--- start of Entries shown ---

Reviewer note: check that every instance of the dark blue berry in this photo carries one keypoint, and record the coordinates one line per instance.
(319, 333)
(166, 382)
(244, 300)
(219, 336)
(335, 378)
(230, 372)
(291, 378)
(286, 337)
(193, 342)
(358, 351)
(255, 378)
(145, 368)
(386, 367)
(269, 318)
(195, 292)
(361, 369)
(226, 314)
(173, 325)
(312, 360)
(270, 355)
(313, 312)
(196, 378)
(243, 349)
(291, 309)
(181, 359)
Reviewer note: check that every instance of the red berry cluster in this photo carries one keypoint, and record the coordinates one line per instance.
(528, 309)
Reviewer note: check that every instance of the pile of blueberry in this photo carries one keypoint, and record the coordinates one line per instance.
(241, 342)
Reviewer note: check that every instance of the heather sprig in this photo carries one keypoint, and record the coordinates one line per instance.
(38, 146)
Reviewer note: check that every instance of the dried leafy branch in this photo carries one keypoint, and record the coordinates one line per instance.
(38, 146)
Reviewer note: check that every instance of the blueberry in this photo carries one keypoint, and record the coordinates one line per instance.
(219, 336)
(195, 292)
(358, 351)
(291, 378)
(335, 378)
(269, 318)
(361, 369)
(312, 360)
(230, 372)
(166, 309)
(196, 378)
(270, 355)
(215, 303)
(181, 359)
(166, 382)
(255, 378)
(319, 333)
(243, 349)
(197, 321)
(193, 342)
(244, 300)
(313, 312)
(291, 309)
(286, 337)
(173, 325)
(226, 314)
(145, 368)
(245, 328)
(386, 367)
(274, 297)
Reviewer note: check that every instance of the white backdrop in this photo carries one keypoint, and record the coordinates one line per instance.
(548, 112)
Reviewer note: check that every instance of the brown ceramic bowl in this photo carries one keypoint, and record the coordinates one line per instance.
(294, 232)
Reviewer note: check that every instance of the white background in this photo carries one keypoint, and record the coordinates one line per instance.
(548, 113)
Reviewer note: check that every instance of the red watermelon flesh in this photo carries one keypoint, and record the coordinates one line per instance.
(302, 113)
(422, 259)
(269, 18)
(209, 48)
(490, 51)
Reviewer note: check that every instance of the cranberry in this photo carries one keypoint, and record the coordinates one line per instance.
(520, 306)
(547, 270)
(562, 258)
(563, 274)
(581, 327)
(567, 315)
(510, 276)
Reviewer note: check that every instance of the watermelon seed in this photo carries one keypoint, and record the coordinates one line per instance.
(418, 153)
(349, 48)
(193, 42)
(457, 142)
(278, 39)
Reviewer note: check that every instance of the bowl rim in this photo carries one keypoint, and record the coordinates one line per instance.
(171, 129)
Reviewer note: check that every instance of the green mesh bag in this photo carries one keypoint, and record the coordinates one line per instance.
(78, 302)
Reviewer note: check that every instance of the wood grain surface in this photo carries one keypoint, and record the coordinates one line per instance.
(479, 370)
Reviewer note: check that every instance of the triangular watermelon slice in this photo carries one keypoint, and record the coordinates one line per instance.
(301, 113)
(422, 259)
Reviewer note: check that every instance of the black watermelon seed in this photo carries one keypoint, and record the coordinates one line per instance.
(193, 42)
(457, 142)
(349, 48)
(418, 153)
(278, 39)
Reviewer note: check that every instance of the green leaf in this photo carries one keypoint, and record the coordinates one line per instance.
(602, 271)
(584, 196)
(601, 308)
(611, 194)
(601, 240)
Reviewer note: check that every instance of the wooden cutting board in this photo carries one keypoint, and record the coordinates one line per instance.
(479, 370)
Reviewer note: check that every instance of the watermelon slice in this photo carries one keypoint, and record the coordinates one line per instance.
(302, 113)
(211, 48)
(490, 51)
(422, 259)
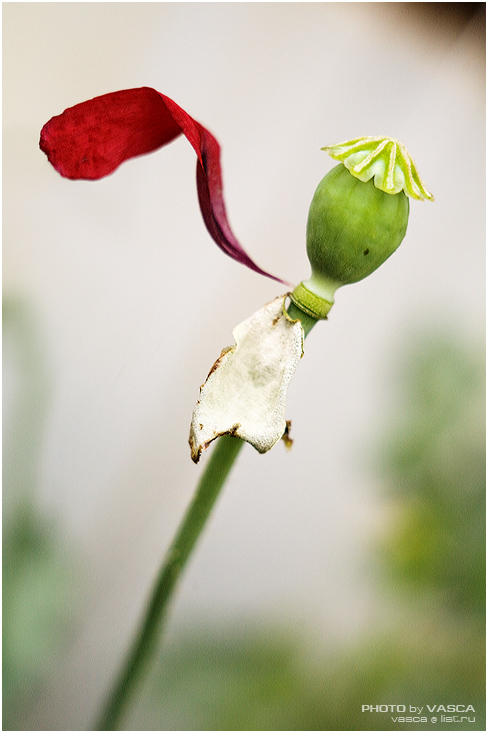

--- end of Entries shown ---

▶ _Written exercise_: Identify every line in the listing above that contains the string "bowl", treating uppercase and lowercase as different, and copy each such line.

▶ _Written answer_:
Reviewer note: check that every instance of the brown ceramic bowl in this photo carries one keypoint, and record the coordinates one line per instance.
Reviewer note: check that every instance of the bowl rim in this photo carries one keypoint, and record the coordinates one line per instance.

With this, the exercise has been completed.